▸ **Problem statement**:
Only the run of lines from the one containing "of the book" through the last line should be returned, exactly as written.

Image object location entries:
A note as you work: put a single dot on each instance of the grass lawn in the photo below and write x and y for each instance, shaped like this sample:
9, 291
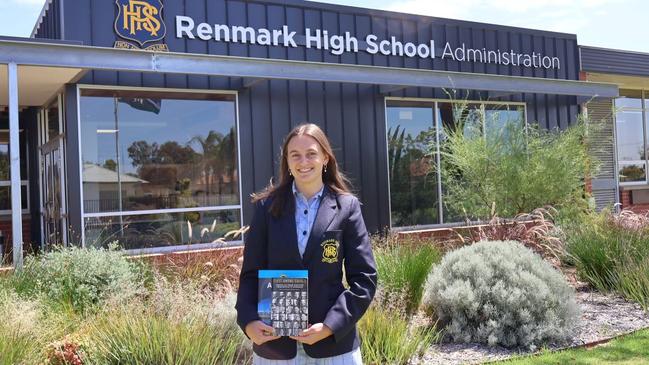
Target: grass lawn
631, 349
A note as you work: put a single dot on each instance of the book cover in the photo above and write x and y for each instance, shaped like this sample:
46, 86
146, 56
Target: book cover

▸ **Result of this task**:
A note as you work: put a single dot on each instance of the book cover in the photo above and write x and y for each instance, shaped like this sample:
46, 86
146, 56
Target: book cover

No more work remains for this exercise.